Requirement: Print each line exactly, from the one with "Target: ship exhaust stack" to the very last line of the listing, and keep the pictures out.

Task input:
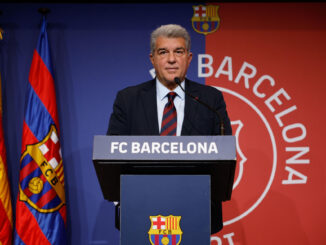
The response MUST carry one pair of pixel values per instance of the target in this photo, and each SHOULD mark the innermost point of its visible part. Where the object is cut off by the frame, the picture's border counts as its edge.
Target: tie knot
(171, 96)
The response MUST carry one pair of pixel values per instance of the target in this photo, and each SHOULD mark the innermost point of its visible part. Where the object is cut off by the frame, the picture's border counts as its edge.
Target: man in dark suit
(140, 110)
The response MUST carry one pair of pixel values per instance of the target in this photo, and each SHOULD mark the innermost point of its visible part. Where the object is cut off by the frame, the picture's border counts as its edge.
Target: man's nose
(171, 57)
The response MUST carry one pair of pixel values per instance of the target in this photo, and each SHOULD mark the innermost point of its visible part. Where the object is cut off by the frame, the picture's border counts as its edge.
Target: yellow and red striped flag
(5, 199)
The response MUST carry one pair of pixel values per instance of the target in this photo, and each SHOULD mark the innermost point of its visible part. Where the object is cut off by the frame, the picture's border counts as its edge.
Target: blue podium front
(165, 209)
(165, 185)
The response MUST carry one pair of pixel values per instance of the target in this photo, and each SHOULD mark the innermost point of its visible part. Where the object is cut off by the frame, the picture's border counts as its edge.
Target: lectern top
(164, 148)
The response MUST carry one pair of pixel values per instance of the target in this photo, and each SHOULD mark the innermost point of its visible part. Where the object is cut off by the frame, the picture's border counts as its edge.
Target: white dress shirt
(179, 103)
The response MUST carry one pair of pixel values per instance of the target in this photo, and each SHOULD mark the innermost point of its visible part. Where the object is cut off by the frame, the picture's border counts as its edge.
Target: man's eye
(179, 52)
(162, 52)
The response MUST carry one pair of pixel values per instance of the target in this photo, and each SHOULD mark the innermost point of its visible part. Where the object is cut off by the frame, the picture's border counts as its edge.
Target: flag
(41, 205)
(5, 199)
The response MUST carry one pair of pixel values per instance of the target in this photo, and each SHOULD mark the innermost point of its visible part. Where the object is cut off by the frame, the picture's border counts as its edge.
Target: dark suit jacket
(135, 111)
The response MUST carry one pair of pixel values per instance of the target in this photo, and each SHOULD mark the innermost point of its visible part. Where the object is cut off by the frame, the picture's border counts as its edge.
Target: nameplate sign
(161, 148)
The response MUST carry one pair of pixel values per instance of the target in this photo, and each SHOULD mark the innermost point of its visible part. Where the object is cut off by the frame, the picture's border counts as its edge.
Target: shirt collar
(162, 91)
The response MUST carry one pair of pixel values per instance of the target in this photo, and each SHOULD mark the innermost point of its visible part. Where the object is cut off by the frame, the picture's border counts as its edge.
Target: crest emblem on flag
(165, 230)
(205, 19)
(41, 180)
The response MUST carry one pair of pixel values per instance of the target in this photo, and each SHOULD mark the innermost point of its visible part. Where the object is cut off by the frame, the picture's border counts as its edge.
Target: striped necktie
(169, 120)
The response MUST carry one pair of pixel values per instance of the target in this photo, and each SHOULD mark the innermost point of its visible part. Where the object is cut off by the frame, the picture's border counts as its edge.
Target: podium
(165, 184)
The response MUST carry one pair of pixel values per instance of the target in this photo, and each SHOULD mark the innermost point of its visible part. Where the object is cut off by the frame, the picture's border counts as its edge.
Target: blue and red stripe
(33, 226)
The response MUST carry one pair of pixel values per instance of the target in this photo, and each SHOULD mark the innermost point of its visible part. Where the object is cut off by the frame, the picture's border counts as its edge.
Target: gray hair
(171, 31)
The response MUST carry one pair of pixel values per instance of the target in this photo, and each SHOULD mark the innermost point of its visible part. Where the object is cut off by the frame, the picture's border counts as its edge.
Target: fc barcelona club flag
(41, 205)
(5, 200)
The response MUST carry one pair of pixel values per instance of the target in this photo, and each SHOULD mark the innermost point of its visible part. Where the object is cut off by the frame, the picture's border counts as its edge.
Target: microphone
(178, 82)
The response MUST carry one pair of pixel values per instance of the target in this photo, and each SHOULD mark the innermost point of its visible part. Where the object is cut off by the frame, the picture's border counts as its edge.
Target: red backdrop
(269, 60)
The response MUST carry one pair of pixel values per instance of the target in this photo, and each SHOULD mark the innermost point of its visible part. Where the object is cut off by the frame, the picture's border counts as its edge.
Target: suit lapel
(148, 98)
(190, 108)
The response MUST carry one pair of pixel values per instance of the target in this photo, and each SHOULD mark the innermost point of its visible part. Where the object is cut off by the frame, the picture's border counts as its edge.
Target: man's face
(170, 59)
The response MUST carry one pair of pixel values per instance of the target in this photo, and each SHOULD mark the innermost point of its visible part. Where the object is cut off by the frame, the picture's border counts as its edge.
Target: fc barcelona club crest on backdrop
(165, 230)
(205, 19)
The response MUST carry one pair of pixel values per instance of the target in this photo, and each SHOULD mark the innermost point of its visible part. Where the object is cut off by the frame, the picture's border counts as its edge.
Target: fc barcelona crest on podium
(205, 19)
(165, 230)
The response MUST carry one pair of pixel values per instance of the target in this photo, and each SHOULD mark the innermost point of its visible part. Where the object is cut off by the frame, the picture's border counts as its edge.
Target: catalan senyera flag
(41, 205)
(5, 199)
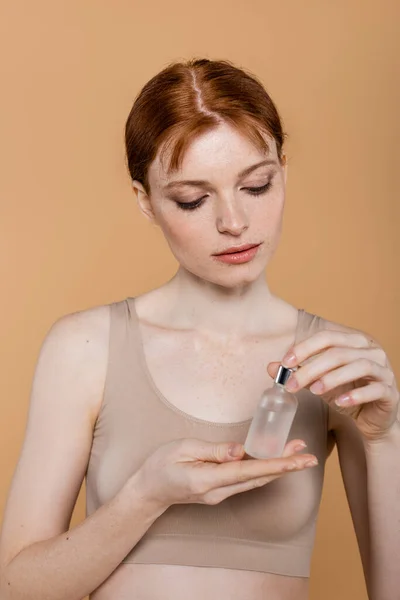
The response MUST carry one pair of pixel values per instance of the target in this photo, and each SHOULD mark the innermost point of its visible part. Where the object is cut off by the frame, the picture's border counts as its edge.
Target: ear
(143, 201)
(284, 166)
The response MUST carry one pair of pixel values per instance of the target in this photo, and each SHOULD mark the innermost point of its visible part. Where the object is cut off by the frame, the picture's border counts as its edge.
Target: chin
(233, 276)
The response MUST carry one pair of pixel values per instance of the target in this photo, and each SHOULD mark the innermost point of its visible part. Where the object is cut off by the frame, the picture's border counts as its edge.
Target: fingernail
(343, 400)
(236, 451)
(300, 446)
(290, 467)
(289, 360)
(292, 383)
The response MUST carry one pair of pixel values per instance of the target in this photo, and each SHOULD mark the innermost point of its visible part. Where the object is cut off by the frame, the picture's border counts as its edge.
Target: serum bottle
(269, 429)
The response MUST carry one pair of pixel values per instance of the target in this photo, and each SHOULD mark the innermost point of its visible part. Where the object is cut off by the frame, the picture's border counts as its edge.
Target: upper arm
(353, 466)
(352, 461)
(66, 394)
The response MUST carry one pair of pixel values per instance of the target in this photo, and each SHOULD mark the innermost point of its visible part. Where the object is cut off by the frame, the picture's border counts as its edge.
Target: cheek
(184, 232)
(267, 215)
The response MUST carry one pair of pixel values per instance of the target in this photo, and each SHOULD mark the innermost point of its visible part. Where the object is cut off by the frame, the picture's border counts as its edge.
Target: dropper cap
(283, 374)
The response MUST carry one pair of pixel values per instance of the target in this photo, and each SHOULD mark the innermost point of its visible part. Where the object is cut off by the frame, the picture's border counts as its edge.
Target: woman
(151, 398)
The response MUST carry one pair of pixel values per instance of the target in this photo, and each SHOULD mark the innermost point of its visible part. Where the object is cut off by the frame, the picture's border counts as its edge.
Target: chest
(214, 379)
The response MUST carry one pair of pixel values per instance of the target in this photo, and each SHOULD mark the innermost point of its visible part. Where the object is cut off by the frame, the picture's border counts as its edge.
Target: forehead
(220, 149)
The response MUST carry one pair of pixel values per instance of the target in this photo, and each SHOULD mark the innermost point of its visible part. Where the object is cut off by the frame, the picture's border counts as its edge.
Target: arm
(39, 557)
(371, 477)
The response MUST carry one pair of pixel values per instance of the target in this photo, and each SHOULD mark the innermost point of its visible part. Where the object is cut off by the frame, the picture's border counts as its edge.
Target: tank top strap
(308, 324)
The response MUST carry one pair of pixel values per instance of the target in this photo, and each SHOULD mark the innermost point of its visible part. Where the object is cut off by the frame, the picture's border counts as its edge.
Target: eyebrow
(202, 182)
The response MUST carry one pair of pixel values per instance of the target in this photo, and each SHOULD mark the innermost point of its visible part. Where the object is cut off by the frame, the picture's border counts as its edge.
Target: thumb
(218, 452)
(272, 369)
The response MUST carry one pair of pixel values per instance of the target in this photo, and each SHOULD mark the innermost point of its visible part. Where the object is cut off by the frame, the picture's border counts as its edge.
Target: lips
(234, 249)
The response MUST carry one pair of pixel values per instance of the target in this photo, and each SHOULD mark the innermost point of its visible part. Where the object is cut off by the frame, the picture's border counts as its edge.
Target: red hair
(187, 99)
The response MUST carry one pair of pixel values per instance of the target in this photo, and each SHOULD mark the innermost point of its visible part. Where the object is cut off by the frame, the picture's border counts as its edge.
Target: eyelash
(257, 191)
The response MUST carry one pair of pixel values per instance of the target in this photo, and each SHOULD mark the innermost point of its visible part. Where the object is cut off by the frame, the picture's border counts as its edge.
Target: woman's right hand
(195, 471)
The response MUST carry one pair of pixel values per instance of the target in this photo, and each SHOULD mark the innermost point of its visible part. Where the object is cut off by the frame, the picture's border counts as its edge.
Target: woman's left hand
(352, 373)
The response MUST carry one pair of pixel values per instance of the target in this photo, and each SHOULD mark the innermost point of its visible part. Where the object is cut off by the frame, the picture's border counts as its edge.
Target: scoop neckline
(162, 397)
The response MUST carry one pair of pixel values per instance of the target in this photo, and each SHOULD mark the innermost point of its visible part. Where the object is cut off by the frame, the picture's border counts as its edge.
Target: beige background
(72, 237)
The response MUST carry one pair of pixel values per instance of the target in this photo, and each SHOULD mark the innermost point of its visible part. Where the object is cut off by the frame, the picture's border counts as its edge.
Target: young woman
(151, 397)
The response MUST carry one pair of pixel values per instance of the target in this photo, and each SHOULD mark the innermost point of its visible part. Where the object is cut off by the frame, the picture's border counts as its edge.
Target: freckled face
(199, 221)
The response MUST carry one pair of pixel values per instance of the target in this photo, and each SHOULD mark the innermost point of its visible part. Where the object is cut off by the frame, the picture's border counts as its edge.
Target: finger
(293, 447)
(193, 449)
(368, 393)
(358, 369)
(323, 339)
(244, 470)
(219, 494)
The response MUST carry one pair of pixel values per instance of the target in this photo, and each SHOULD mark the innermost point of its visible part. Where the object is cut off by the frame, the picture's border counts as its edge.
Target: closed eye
(253, 191)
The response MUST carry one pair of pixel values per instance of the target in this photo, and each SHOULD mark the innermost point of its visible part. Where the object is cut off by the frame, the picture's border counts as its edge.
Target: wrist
(390, 440)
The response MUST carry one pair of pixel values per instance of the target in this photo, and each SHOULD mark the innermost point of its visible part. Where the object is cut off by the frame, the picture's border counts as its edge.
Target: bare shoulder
(66, 394)
(81, 340)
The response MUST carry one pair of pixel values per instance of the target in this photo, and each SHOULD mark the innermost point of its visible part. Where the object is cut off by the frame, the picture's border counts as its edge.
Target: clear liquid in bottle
(270, 427)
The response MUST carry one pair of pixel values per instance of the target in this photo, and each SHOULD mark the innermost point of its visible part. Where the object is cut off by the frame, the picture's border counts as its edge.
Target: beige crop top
(269, 529)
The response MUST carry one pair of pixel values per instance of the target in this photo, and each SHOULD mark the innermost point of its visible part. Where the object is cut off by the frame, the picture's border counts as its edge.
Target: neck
(193, 302)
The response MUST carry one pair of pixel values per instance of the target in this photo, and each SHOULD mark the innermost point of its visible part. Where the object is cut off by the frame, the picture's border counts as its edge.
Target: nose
(231, 217)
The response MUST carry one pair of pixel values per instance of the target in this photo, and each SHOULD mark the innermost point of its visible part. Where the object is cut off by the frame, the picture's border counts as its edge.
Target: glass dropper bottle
(270, 426)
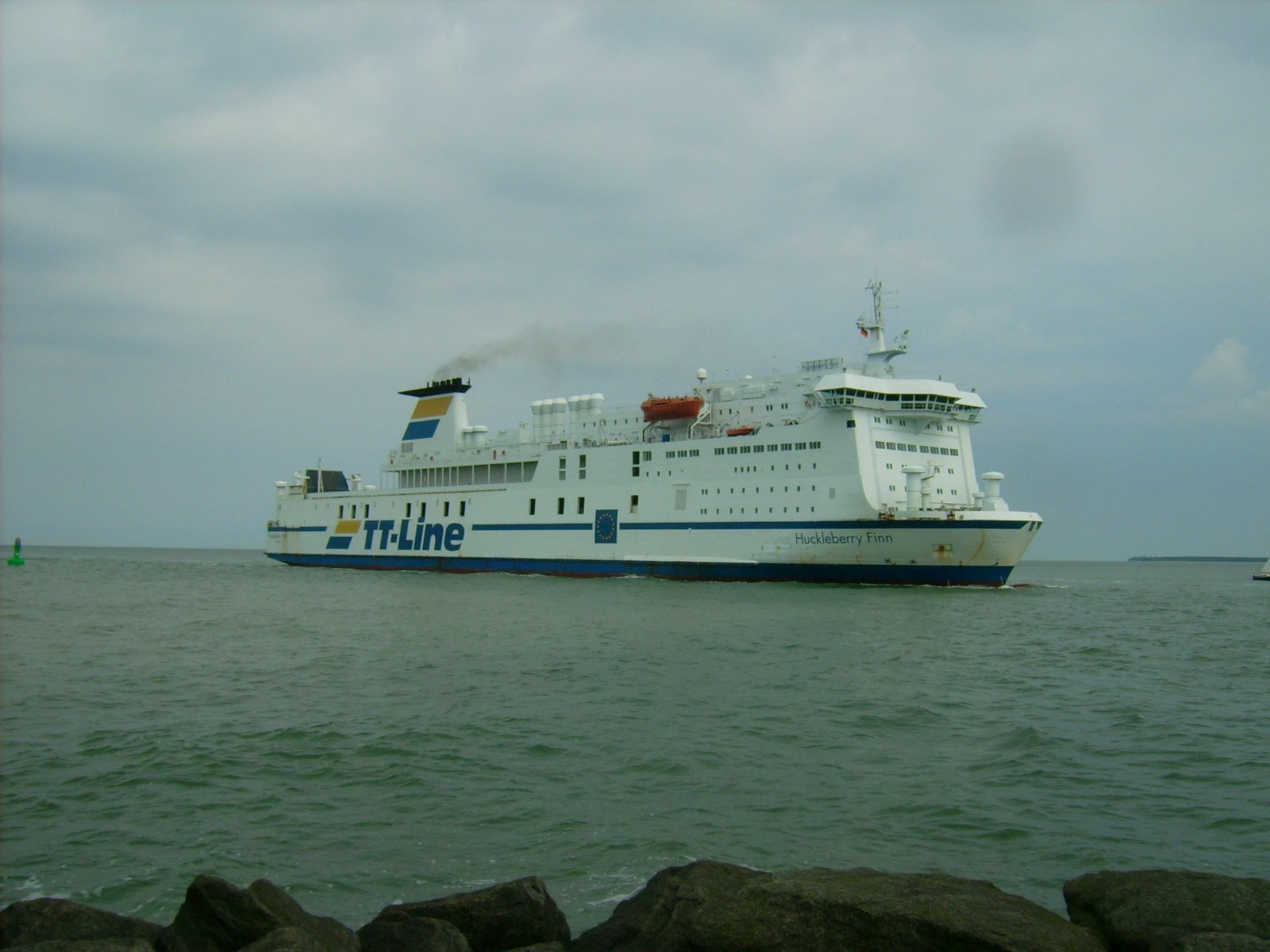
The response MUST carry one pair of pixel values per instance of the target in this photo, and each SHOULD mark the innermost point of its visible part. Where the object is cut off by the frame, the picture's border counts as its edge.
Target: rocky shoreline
(704, 907)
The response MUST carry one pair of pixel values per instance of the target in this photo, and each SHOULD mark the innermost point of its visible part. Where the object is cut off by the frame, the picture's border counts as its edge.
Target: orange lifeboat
(658, 409)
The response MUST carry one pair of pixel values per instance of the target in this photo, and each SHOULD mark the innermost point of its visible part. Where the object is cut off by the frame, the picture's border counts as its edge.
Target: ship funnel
(914, 486)
(992, 501)
(440, 414)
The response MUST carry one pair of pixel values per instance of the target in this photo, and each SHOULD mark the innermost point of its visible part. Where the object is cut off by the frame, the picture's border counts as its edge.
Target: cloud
(1226, 368)
(1223, 389)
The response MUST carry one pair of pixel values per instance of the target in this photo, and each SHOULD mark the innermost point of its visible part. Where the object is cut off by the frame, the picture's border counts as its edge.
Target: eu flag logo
(606, 526)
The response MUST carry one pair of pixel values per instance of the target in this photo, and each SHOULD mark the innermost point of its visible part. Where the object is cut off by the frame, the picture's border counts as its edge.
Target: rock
(395, 931)
(333, 936)
(714, 908)
(657, 916)
(217, 917)
(90, 946)
(1134, 909)
(63, 920)
(505, 917)
(289, 939)
(1210, 942)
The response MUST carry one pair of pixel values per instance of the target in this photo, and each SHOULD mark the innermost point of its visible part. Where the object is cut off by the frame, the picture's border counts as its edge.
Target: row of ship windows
(757, 489)
(757, 511)
(914, 448)
(410, 508)
(937, 469)
(772, 447)
(905, 423)
(480, 475)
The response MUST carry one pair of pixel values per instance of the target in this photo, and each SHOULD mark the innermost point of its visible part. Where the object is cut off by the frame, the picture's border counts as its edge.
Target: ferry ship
(832, 473)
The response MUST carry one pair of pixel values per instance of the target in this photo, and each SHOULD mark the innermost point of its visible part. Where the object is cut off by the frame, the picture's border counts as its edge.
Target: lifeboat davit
(658, 409)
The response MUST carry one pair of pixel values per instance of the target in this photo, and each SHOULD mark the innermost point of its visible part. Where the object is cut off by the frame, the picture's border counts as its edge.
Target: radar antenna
(873, 328)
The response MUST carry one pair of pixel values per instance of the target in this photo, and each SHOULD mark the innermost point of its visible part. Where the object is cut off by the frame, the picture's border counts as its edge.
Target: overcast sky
(232, 232)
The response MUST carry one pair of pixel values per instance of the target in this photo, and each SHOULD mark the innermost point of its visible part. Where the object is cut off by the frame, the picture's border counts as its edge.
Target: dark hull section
(991, 575)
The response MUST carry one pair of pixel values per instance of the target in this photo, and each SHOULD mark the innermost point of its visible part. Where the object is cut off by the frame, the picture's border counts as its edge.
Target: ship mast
(874, 328)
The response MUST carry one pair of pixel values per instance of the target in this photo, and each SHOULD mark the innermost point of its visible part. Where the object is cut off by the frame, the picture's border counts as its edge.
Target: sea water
(368, 738)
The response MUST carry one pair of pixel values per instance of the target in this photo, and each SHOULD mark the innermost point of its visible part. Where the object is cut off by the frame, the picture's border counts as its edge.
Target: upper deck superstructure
(827, 473)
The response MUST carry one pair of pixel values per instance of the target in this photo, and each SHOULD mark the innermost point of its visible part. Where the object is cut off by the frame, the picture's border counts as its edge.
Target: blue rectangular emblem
(606, 526)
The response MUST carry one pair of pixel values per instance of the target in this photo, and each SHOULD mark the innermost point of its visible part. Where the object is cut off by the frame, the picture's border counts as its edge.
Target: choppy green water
(368, 738)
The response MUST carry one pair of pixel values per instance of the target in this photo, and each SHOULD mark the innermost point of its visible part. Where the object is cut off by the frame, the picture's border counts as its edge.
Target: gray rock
(63, 920)
(714, 908)
(505, 917)
(217, 917)
(395, 931)
(1133, 909)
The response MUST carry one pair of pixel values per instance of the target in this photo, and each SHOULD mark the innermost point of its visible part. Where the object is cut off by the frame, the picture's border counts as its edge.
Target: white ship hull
(826, 474)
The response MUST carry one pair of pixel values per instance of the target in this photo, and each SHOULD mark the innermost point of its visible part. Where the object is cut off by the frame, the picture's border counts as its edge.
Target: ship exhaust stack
(914, 486)
(992, 501)
(440, 416)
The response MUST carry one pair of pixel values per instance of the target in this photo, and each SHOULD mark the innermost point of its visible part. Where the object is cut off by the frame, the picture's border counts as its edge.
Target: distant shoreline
(1195, 559)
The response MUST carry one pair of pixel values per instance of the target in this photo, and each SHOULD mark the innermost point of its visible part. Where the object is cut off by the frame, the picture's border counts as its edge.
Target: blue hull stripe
(714, 571)
(772, 524)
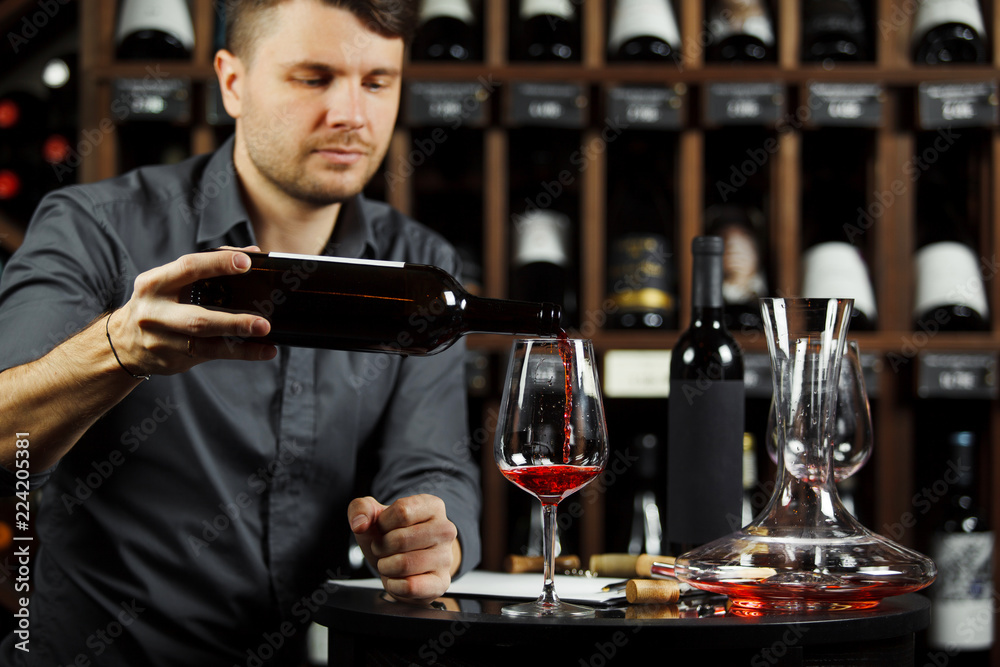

Output:
Target: ship exhaust stack
(914, 486)
(992, 501)
(440, 416)
The response MUST carry one pair of pixel values per instance of the target in this photo, and each SHOULD mark the innermost point of its visible part. Where the object is cut off by the frame, the picture's border counts as its edge.
Target: distant shoreline
(1195, 559)
The response MUST carry one pair of pixel values per instance of the target in this photo, and each SHOULD mark the innermost point of its visible part. Where the object is cut off by the frame, the picture's border counts as its edge.
Target: blue hull stripe
(714, 571)
(772, 524)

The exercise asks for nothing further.